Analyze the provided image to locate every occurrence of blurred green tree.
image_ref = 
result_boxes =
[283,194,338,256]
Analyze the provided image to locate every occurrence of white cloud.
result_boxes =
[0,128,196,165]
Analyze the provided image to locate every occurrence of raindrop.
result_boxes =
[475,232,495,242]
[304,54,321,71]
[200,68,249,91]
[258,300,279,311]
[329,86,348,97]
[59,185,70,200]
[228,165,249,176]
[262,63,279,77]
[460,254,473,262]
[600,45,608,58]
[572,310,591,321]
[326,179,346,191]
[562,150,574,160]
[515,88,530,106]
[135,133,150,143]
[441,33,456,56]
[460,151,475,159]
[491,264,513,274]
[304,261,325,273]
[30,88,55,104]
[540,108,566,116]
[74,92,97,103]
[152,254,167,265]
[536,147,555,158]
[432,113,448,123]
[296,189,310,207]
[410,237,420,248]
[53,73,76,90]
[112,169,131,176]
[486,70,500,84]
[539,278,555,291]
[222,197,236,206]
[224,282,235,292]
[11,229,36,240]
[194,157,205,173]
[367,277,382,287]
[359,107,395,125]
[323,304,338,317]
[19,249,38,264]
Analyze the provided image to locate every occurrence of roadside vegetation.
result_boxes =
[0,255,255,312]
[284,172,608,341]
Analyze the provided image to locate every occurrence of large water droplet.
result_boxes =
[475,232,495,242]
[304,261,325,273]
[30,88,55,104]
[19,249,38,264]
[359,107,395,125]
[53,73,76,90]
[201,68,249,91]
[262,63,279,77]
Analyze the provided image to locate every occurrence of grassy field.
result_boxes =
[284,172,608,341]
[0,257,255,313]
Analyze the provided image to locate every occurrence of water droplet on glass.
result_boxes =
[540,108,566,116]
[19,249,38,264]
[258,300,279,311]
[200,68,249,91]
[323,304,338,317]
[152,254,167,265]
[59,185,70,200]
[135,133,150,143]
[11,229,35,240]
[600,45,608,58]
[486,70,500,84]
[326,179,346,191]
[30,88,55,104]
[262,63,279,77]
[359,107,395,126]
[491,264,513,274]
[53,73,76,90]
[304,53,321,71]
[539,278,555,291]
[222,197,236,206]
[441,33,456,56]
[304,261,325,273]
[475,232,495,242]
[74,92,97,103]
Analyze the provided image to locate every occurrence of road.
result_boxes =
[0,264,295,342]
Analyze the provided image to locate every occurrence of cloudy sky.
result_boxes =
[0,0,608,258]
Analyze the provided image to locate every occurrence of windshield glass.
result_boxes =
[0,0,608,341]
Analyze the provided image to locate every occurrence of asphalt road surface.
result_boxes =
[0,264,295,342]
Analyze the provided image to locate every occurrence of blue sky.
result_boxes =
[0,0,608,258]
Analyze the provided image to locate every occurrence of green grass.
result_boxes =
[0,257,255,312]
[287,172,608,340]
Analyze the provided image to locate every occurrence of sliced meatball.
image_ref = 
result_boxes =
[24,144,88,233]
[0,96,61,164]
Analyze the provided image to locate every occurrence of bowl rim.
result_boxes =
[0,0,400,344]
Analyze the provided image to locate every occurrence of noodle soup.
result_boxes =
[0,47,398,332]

============

_STATED TASK_. Copy every one of the records above word for word, leaving nothing out and changing nothing.

_ANSWER FOR THIS EXERCISE_.
Analyze the provided image to locate every occurrence of blurred green tree.
image_ref = 
result_boxes =
[283,194,338,256]
Analyze the provided image to locate every occurrence of white cloud.
result_boxes =
[0,128,196,165]
Analyze the provided image to locate every occurrence of raindrop.
result_boxes =
[475,232,495,242]
[304,54,321,71]
[200,68,249,91]
[258,300,279,311]
[329,86,348,97]
[59,185,70,200]
[228,165,249,176]
[262,63,279,77]
[460,254,473,262]
[600,45,608,58]
[572,310,591,321]
[326,179,346,191]
[562,150,574,160]
[515,88,530,106]
[135,133,150,143]
[441,33,456,56]
[460,151,475,159]
[491,264,513,274]
[304,261,325,273]
[30,88,55,104]
[540,108,566,116]
[74,92,97,103]
[152,254,167,265]
[536,147,555,158]
[432,113,448,123]
[296,189,310,207]
[410,237,420,248]
[53,73,76,90]
[112,169,131,176]
[486,70,500,84]
[539,278,555,291]
[222,197,236,206]
[224,282,235,292]
[11,229,36,240]
[194,157,205,173]
[367,277,382,287]
[359,107,395,125]
[323,304,338,317]
[19,249,38,264]
Analyze the provided image to locate every occurrence of roadside vegetation.
result_boxes =
[0,255,255,312]
[284,172,608,341]
Analyze the provided image to locate every occurrence of large water droplet.
result_boxes =
[475,232,495,242]
[304,261,325,273]
[30,88,55,104]
[19,249,38,264]
[359,107,395,125]
[53,73,76,90]
[201,68,249,91]
[262,63,279,77]
Analyze the provided image to locate every occurrence of grassy field.
result_boxes =
[284,172,608,341]
[0,257,255,313]
Analyze the provided image to locate every occurrence of water droplet on glass.
result_boxes =
[540,108,566,116]
[19,249,38,264]
[258,300,279,311]
[200,68,249,91]
[323,304,338,317]
[152,254,167,265]
[59,185,70,200]
[135,133,150,143]
[11,229,35,240]
[600,45,608,58]
[486,70,500,84]
[326,179,346,191]
[30,88,55,104]
[262,63,279,77]
[359,107,395,126]
[491,264,513,274]
[53,73,76,90]
[304,53,321,71]
[539,278,555,291]
[222,197,236,206]
[441,33,456,56]
[304,261,325,273]
[475,232,495,242]
[74,92,97,103]
Analyze the provided image to locate every occurrence of road.
result_boxes =
[0,264,295,342]
Analyze the provided image to locate every occurrence of cloudy sky.
result_boxes =
[0,0,608,258]
Analyze the provided image to locate every occurrence of windshield glass.
result_boxes =
[0,0,608,341]
Analyze the provided image to locate every occurrence of asphalt road surface.
result_boxes =
[0,264,295,342]
Analyze the provided image to locate every occurrence of blue sky.
result_boxes =
[0,0,608,258]
Analyze the provided image to locate every occurrence of green grass.
result_boxes =
[0,257,255,312]
[287,172,608,340]
Analyze the provided image to locate every occurrence of sliced meatball.
image_ref = 
result_boxes =
[24,144,88,233]
[0,96,61,164]
Analyze the provided image to locate every occurrence of bowl rim.
result_boxes =
[0,0,400,344]
Analyze the provided image to locate every occurrence of noodle soup.
result_boxes =
[0,47,398,332]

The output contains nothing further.